[Stored items from a collection]
■ ■ ■ ■ ■ ■ ■

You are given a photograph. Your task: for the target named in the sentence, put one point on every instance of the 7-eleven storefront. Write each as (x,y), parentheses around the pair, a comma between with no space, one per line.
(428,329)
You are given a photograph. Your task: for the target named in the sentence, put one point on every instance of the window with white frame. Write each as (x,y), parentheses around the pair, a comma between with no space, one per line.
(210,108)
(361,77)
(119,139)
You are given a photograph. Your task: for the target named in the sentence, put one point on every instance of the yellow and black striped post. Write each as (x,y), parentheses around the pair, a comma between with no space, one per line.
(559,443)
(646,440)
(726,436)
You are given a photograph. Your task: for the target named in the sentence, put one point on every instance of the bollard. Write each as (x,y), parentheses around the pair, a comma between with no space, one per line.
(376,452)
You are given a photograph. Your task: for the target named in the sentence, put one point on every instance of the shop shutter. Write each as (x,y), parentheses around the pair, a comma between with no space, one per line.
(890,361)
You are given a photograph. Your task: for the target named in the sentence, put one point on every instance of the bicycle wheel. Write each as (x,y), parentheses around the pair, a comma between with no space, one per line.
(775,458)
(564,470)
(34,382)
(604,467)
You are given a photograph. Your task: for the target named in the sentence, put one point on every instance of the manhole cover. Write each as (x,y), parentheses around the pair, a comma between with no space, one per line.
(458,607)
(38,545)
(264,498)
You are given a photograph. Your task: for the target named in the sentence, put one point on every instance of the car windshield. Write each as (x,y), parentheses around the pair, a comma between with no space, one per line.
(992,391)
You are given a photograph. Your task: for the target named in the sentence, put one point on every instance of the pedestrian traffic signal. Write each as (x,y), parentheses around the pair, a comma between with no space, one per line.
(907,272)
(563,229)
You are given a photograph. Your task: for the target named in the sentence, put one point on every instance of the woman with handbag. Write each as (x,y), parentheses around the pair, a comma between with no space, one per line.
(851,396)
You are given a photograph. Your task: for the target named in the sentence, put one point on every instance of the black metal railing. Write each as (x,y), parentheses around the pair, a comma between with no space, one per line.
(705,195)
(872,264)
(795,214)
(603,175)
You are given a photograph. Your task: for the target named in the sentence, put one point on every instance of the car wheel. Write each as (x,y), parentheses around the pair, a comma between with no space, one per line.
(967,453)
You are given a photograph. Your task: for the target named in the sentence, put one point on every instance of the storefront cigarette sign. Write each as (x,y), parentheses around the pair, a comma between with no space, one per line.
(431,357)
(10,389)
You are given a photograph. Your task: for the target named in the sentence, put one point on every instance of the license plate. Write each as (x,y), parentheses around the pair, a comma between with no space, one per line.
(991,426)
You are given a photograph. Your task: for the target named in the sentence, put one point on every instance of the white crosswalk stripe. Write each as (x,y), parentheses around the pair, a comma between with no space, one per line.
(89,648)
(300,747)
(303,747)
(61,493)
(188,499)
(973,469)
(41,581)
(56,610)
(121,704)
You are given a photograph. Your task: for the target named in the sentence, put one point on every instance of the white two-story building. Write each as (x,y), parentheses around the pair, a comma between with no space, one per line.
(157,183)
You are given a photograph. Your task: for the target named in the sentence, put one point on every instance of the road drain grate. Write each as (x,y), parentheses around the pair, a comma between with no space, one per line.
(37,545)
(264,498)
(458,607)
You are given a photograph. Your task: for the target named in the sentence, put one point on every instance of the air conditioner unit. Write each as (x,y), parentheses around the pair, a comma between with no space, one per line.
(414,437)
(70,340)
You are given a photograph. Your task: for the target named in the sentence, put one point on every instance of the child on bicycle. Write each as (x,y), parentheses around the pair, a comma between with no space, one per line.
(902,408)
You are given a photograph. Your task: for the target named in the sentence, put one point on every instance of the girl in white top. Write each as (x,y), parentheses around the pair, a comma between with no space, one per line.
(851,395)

■ ■ ■ ■ ■ ■ ■

Can you lay out every line of the entries above as a JSON list of strings, one string per line, with blank lines left out?

## Finished task
[
  "You are given a photograph. Your task: for the target named in the sentence, put one point on every instance of the 7-eleven storefront. Write each as (x,y), parentheses around the pair, a comma between with no space, one per line.",
  "(428,329)",
  "You are given a photograph. Your task: for the target named in the sentence, put one point on every instance of the window with white frame. Write each as (x,y), parentheses around the pair, a comma between with no space, one per line.",
  "(210,108)",
  "(361,77)",
  "(119,139)",
  "You are given a photograph. Your task: for the target named in the sentence, put one point on every instance of the yellow and black striped post. Write each as (x,y), parentheses around the pair, a comma between with no space, one per line.",
  "(559,443)",
  "(646,440)",
  "(726,436)",
  "You are given a photograph. Your task: for the target named in the sentence, put one point on every instance of the bollard. Write each as (x,y), parentheses around the pair, a comma between with no space, one per line.",
  "(376,452)",
  "You are given a photograph. Your task: for the target named in the sentence, put one point on every instance of the shop shutter. Write each as (x,y), parentheses around the pair, a comma between with no space, one per line.",
  "(890,361)",
  "You are given a photograph. Your task: for the target named in the sentence, put one point on every instance of the bicycle wheel. Write each as (x,y), parentheses around the pair, a comma between with no space, one per line.",
  "(775,458)",
  "(564,470)",
  "(34,382)",
  "(604,467)",
  "You are given a photograph. Your task: for the target named in the sentence, put one point on every instance of the manhole cover. Write each as (x,y), parentheses around the pair, a comma between with no space, one per line.",
  "(458,607)",
  "(38,545)",
  "(264,498)",
  "You are given a photograph. Your task: for the target named in the sentence, put one point on every instance of the car windshield. Write each as (x,y), parentheses around the pair, a comma between with no space, one per line.",
  "(992,391)",
  "You are given a photograph. Your task: for the target named in the sentence, put one point on every instance of the pedestrian traffic signal. Write each as (x,y), parentheses around the pair, a comma between with no space, one per line.",
  "(907,272)",
  "(563,229)",
  "You are given a photograph. Your task: for the target named in the sentence, put one point on every instance of the woman with handbag. Write each as (x,y), parentheses around the pair, a comma between with no space, one per line.",
  "(851,396)",
  "You are given a photograph. Your task: for the target named in the sentence, put one point on every instance of the black metal railing. Write each as (x,y), parentheses around the pair, a comma between with no space, one per line.",
  "(705,195)",
  "(872,264)",
  "(795,214)",
  "(603,175)",
  "You are given a photograph. Your task: for the target named in the sentence, put one point on every instance of the car wheel. Write each as (x,y), parentheses around the pair, a comma between with no space, one per line.",
  "(967,453)",
  "You are given a photograph. Your task: for the target named in the sentence, put one point on every instance of the storefront cigarette sign. Write each as (x,y), parentheses around the pair, a comma between with no space, one per line.",
  "(431,357)",
  "(10,389)",
  "You are given a photograph. Your task: for the target named in the sentence, put one point on every instance of the license plate. Write each as (x,y), parentheses around the pair, a comma between with no space, one per line.",
  "(991,426)",
  "You are given a photograph. Your task: for the target named in the sentence, put one point on every instance of the white crosswalk stripe. Write each as (x,y), parentheses around the pair, a comma between with no space, one per line.",
  "(89,648)",
  "(300,747)",
  "(303,747)",
  "(61,493)",
  "(188,499)",
  "(973,469)",
  "(41,581)",
  "(56,610)",
  "(121,704)",
  "You are given a photograph. Your task: for the target named in the sentence, put one point on every instance of the white two-story building. Write each as (x,y), parentheses around the pair, a comma between with no space, one per line.",
  "(157,183)",
  "You are given a photograph. Your task: for the target named in the sentence, put one point on every instance of the road drain grate. Write each as (x,y), parentheses around the pair, a comma between with no space, one per line.",
  "(37,545)",
  "(264,498)",
  "(458,607)",
  "You are given a photograph. Your task: for the target named in the sentence, put one point on every instance of the air conditioner unit. Write each as (x,y), parentheses around the pair, a comma between with no space, one per line.",
  "(414,437)",
  "(70,340)",
  "You are given a photograph. Your task: for the target named in the sentence, put one point on every instance of the child on bicycle. Write each as (x,y), parentheses around the pair, a comma between with no space, one per line.",
  "(902,408)",
  "You are given a photograph. Your task: for the target named in the sentence, put one point on every instance of the girl in white top. Write each as (x,y), parentheses around the pair, a comma between with no space, one per line.",
  "(851,395)"
]